_Directive_
Every entry that follows should be reproduced exactly.

(Pointing records)

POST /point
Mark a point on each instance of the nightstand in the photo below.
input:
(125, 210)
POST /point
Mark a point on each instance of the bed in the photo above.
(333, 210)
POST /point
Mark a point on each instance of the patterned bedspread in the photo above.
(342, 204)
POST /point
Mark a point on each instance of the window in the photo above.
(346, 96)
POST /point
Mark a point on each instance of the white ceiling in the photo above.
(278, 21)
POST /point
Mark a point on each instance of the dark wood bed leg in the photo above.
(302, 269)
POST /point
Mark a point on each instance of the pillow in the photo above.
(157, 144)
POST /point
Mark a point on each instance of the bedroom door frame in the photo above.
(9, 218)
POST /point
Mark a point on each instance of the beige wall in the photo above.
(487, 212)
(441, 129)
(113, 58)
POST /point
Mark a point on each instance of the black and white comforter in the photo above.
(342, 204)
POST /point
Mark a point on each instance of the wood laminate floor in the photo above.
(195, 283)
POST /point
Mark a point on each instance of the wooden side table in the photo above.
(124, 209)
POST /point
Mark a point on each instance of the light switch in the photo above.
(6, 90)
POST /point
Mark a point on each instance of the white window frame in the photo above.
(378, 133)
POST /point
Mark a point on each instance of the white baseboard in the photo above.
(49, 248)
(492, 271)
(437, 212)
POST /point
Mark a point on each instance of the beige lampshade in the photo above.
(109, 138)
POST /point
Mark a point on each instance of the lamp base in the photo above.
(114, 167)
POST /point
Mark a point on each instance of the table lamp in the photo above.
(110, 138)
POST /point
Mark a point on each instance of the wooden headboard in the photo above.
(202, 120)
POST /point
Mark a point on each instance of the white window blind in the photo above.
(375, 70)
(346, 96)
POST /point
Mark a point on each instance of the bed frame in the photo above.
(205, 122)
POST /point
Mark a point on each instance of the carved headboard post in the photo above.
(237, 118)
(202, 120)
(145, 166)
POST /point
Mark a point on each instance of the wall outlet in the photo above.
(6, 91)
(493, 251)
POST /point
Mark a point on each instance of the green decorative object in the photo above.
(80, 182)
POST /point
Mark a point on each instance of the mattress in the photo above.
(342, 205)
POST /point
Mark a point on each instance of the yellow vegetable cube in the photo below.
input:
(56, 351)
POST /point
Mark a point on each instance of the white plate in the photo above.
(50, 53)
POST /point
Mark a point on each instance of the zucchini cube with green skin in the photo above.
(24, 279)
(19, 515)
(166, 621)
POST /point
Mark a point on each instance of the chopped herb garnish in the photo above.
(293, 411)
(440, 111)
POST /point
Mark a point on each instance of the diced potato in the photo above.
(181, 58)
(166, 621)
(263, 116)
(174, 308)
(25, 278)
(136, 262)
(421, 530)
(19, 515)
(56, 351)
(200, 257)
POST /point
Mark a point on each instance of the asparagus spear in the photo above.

_Response to this exercise_
POST /point
Mark a point on each instance of the nightstand in the photo below.
input:
(125, 210)
POST /point
Mark a point on each instance of the bed in the photo above.
(333, 210)
POST /point
Mark a point on each instance of the patterned bedspread in the photo above.
(342, 204)
POST /point
Mark a point on each instance of the window in the photo above.
(346, 96)
POST /point
Mark a point on each instance of the white ceiling in the photo above.
(278, 21)
POST /point
Mark a point on each instance of the dark wood bed leg in the photo above.
(302, 269)
POST /point
Mark a point on each instance of the pillow in the photo above.
(157, 144)
POST /point
Mark a point on each instance of the bedroom door frame in the photo above.
(9, 218)
POST /point
Mark a point on each instance of the beige wall in the photo above.
(487, 212)
(441, 129)
(113, 58)
POST /point
Mark a point on each instance of the black and white comforter in the photo above.
(342, 204)
POST /point
Mark a point on each instance of the wood laminate floor in the photo above.
(195, 283)
POST /point
Mark a point on each instance of the wooden side table in the photo above.
(124, 209)
POST /point
Mark a point on each instance of the light switch in the photo above.
(6, 90)
POST /point
Mark a point on each instance of the white window frame in the photo above.
(378, 133)
POST /point
Mark a point on each instance of the white baseboard in the photo above.
(49, 248)
(492, 271)
(437, 212)
POST /point
Mark a point on each instance of the beige lampshade in the photo above.
(109, 138)
POST /point
Mark a point on each instance of the lamp base in the photo above.
(114, 167)
POST /point
Mark a point on each instance of the table lamp in the photo above.
(110, 138)
POST /point
Mark a point on each instance of the wooden headboard in the photo above.
(202, 120)
POST /point
Mark a point on each instance of the white window blind in the photo above.
(375, 70)
(346, 96)
POST /point
Mark a point on each instance of the bed frame in the photo above.
(205, 122)
POST /point
Mark a point on each instance of the carved headboard post in the photo above.
(237, 118)
(202, 120)
(145, 166)
POST /point
Mark a point on each instance of the wall outlet in the photo above.
(6, 91)
(493, 251)
POST /point
Mark a point on each instance of the green decorative object in the photo above.
(80, 182)
POST /point
Mark a point on each instance of the mattress in the photo above.
(342, 205)
POST /point
Mark a point on each instance of the yellow vegetable cube in the photo below.
input:
(56, 351)
POST /point
Mark a point on each instance of the white plate in the photo above.
(50, 53)
POST /point
Mark a point on each instance of the zucchini cube with green skin in the photo above.
(24, 279)
(19, 515)
(166, 621)
POST /point
Mark a point on each instance of the chopped herb garnish in the photo above.
(293, 411)
(440, 111)
POST /point
Mark a point on each instance of the diced potato in the photo above.
(181, 58)
(166, 621)
(263, 116)
(174, 308)
(25, 278)
(136, 262)
(421, 530)
(19, 515)
(56, 351)
(200, 257)
POST /point
Mark a point on each instance of the asparagus spear in the photo above.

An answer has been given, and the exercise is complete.